Work item: Apart from the pictures, every part of the records below gets retyped exactly.

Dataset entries

===============

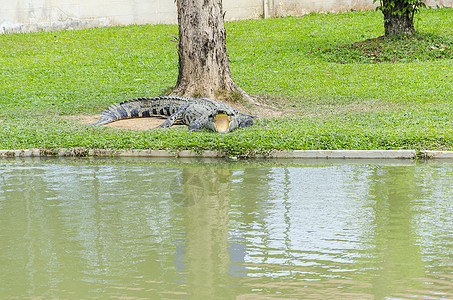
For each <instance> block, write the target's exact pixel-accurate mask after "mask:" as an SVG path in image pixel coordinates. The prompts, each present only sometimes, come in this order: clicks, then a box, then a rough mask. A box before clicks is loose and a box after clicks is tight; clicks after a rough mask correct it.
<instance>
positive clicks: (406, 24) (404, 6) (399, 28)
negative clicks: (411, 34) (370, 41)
mask: <svg viewBox="0 0 453 300" xmlns="http://www.w3.org/2000/svg"><path fill="white" fill-rule="evenodd" d="M386 2H387V3H389V2H394V7H393V8H386V9H383V10H382V13H383V14H384V29H385V35H386V36H389V35H411V34H413V33H414V32H415V28H414V13H415V10H414V9H413V7H412V6H411V4H407V3H405V2H404V1H393V0H384V1H383V3H384V7H389V6H388V5H387V3H386ZM395 12H398V13H395Z"/></svg>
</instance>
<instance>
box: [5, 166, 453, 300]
mask: <svg viewBox="0 0 453 300" xmlns="http://www.w3.org/2000/svg"><path fill="white" fill-rule="evenodd" d="M452 183H453V164H427V163H415V162H404V163H401V162H386V163H332V162H329V161H326V162H321V161H316V162H313V163H303V164H302V163H299V164H297V163H288V162H285V163H284V164H278V163H276V162H274V163H265V162H232V163H227V162H223V161H210V162H205V161H196V162H186V161H180V162H171V163H164V162H162V163H161V162H156V161H152V160H131V161H125V160H91V161H88V160H72V161H71V160H0V298H1V299H92V298H97V299H110V298H112V299H263V298H265V299H269V298H271V299H272V298H275V299H281V298H292V299H453V213H452V212H453V184H452Z"/></svg>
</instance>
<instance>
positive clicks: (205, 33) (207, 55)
mask: <svg viewBox="0 0 453 300" xmlns="http://www.w3.org/2000/svg"><path fill="white" fill-rule="evenodd" d="M176 2H177V6H178V24H179V38H178V54H179V75H178V81H177V83H176V86H175V88H174V89H173V91H172V92H171V94H173V95H180V96H188V97H209V98H214V99H215V98H217V99H218V98H233V99H234V98H238V97H237V96H238V95H240V96H241V97H242V98H243V99H245V100H248V101H249V102H253V100H251V98H250V97H249V96H248V95H247V94H246V93H245V92H244V91H243V90H242V89H241V88H239V86H237V84H236V83H235V82H234V80H233V78H232V77H231V72H230V67H229V59H228V54H227V49H226V30H225V25H224V19H223V18H224V15H223V10H222V0H177V1H176ZM232 95H236V97H232Z"/></svg>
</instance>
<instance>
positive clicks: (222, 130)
mask: <svg viewBox="0 0 453 300" xmlns="http://www.w3.org/2000/svg"><path fill="white" fill-rule="evenodd" d="M214 125H215V128H216V129H217V131H218V132H227V131H228V129H229V128H230V117H229V116H228V115H227V114H224V113H220V114H217V115H216V116H215V117H214Z"/></svg>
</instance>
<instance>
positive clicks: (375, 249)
mask: <svg viewBox="0 0 453 300" xmlns="http://www.w3.org/2000/svg"><path fill="white" fill-rule="evenodd" d="M370 179H371V180H370V198H372V199H373V200H374V201H373V204H372V206H373V210H374V212H375V213H374V214H375V219H374V236H373V238H374V243H375V245H374V256H375V259H377V262H376V265H377V266H379V268H378V269H377V270H373V269H372V270H371V271H370V272H371V274H370V275H371V276H372V277H373V279H372V280H371V282H372V286H373V287H372V289H373V294H374V295H375V297H376V299H384V298H385V297H388V296H391V295H392V296H393V295H397V294H398V293H404V292H407V287H408V286H412V285H414V284H415V282H416V281H414V278H423V277H424V275H425V274H424V272H425V264H424V262H423V259H422V255H421V252H420V248H419V246H418V245H417V242H416V241H417V235H416V232H415V230H416V228H414V225H415V224H414V219H415V214H416V210H415V209H414V204H415V203H414V202H415V201H416V200H417V199H419V198H420V197H421V195H422V190H421V189H422V188H421V185H420V184H419V183H418V182H417V178H416V176H415V166H413V167H408V166H405V167H386V168H382V167H374V172H373V174H372V175H371V177H370ZM422 284H423V283H422V282H420V287H421V285H422Z"/></svg>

===============

Written solution:
For each <instance> block, write the target's exact pixel-accurate mask after "mask:" as an SVG path in image pixel coordinates. The prompts, each present only sometimes, come in this order: clicks, then a box, then a rough mask. A box before clicks is loose and a box after clicks is tight; clicks after a rough mask correct it.
<instance>
positive clicks: (406, 24) (404, 6) (399, 28)
negative clicks: (411, 34) (370, 41)
mask: <svg viewBox="0 0 453 300" xmlns="http://www.w3.org/2000/svg"><path fill="white" fill-rule="evenodd" d="M386 2H387V3H389V2H394V7H393V8H386V9H383V10H382V13H383V14H384V29H385V35H386V36H389V35H411V34H413V33H414V32H415V28H414V13H415V10H414V9H413V7H412V6H411V4H407V3H405V2H404V1H393V0H384V1H383V3H384V7H389V6H388V5H387V3H386ZM395 12H398V13H395Z"/></svg>
</instance>
<instance>
box: [5, 166, 453, 300]
mask: <svg viewBox="0 0 453 300" xmlns="http://www.w3.org/2000/svg"><path fill="white" fill-rule="evenodd" d="M452 183H453V164H427V163H415V162H404V163H401V162H386V163H332V162H329V161H326V162H321V161H316V162H313V163H303V164H302V163H299V164H297V163H288V162H285V163H284V164H278V163H276V162H274V163H265V162H232V163H227V162H223V161H210V162H205V161H196V162H186V161H180V162H171V163H164V162H162V163H161V162H156V161H152V160H131V161H125V160H91V161H88V160H72V161H71V160H0V298H1V299H92V298H97V299H110V298H112V299H263V298H265V299H269V298H271V299H272V298H275V299H281V298H292V299H453V213H452V212H453V184H452Z"/></svg>
</instance>
<instance>
positive clicks: (205, 33) (207, 55)
mask: <svg viewBox="0 0 453 300" xmlns="http://www.w3.org/2000/svg"><path fill="white" fill-rule="evenodd" d="M176 2H177V6H178V24H179V38H178V54H179V75H178V81H177V83H176V86H175V88H174V89H173V91H172V92H171V94H173V95H180V96H188V97H209V98H214V99H215V98H217V99H218V98H233V99H234V98H238V97H237V96H238V95H240V96H241V97H242V98H243V99H245V100H248V101H249V102H253V100H251V98H250V97H249V96H248V95H247V94H246V93H245V92H244V91H243V90H242V89H241V88H239V86H237V84H236V83H235V82H234V80H233V78H232V77H231V72H230V67H229V59H228V54H227V49H226V30H225V25H224V19H223V18H224V15H223V10H222V0H177V1H176ZM232 95H236V97H232Z"/></svg>
</instance>
<instance>
positive clicks: (222, 130)
mask: <svg viewBox="0 0 453 300" xmlns="http://www.w3.org/2000/svg"><path fill="white" fill-rule="evenodd" d="M214 125H215V128H216V129H217V131H218V132H227V131H228V129H229V128H230V117H229V116H228V115H227V114H224V113H220V114H217V115H216V116H215V117H214Z"/></svg>
</instance>
<instance>
positive clicks: (375, 249)
mask: <svg viewBox="0 0 453 300" xmlns="http://www.w3.org/2000/svg"><path fill="white" fill-rule="evenodd" d="M370 179H371V180H370V198H372V199H373V200H374V201H373V204H372V206H373V210H374V212H375V213H374V214H375V219H374V236H373V238H374V243H375V245H374V256H375V259H377V262H376V265H377V266H379V268H378V269H377V270H373V269H372V270H371V271H370V272H371V274H370V275H371V276H372V277H373V279H372V280H371V282H372V286H373V287H372V289H373V294H374V295H375V297H376V299H384V298H385V297H388V296H391V295H392V296H393V295H397V294H398V293H404V292H407V287H408V286H412V285H414V284H415V282H416V281H414V278H423V277H424V275H425V274H424V272H425V264H424V262H423V259H422V255H421V252H420V248H419V246H418V245H417V242H416V241H417V235H416V232H415V230H416V228H414V225H415V224H414V219H415V214H416V210H415V209H414V204H415V203H414V202H415V201H416V200H417V199H419V198H420V197H421V195H422V190H421V189H422V188H421V185H420V184H419V183H418V182H417V178H416V176H415V166H413V167H408V166H405V167H386V168H382V167H374V172H373V174H372V175H371V177H370ZM422 284H423V283H422V282H420V287H421V285H422Z"/></svg>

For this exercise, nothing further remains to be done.